▶ SOURCE PASSAGE:
Signed-off-by: Vishal Annapurve <[email protected]>
---
arch/x86/mm/pat/set_memory.c | 6 ++++--
1 file changed, 4 insertions(+), 2 deletions(-)
diff --git a/arch/x86/mm/pat/set_memory.c b/arch/x86/mm/pat/set_memory.c
index bda9f129835e..6f7b06a502f4 100644
--- a/arch/x86/mm/pat/set_memory.c
+++ b/arch/x86/mm/pat/set_memory.c
@@ -2133,8 +2133,10 @@ static int __set_memory_enc_pgtable(unsigned long addr, int numpages, bool enc)
int ret;
/* Should not be working on unaligned addresses */
- if (WARN_ONCE(addr & ~PAGE_MASK, "misaligned address: %#lx\n", addr))
- addr &= PAGE_MASK;
+ if (WARN_ONCE(addr & ~HPAGE_MASK, "misaligned address: %#lx\n", addr)
+ || WARN_ONCE((numpages << PAGE_SHIFT) & ~HPAGE_MASK,
+ "misaligned numpages: %#lx\n", numpages))

▶ WRITTEN PROBLEM: Could you revise the patch, everything from "Signed-off-by: Vishal Annapurve" down to "numpages, bool enc)", so that "set_memory.c" reads "pageattr.c"? The lines that come after the patch aren't needed.

▶ SOURCE MATERIAL:
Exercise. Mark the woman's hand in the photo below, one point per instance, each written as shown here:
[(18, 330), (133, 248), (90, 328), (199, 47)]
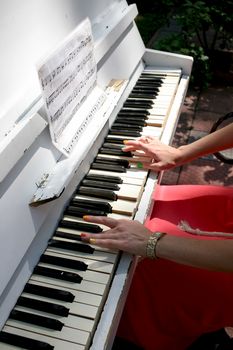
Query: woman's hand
[(127, 235), (161, 156)]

▶ ANSWER FOR THE TASK:
Signed-off-by: Vishal Annapurve <[email protected]>
---
arch/x86/mm/pat/pageattr.c | 6 ++++--
1 file changed, 4 insertions(+), 2 deletions(-)
diff --git a/arch/x86/mm/pat/pageattr.c b/arch/x86/mm/pat/pageattr.c
index bda9f129835e..6f7b06a502f4 100644
--- a/arch/x86/mm/pat/pageattr.c
+++ b/arch/x86/mm/pat/pageattr.c
@@ -2133,8 +2133,10 @@ static int __set_memory_enc_pgtable(unsigned long addr, int numpages, bool enc)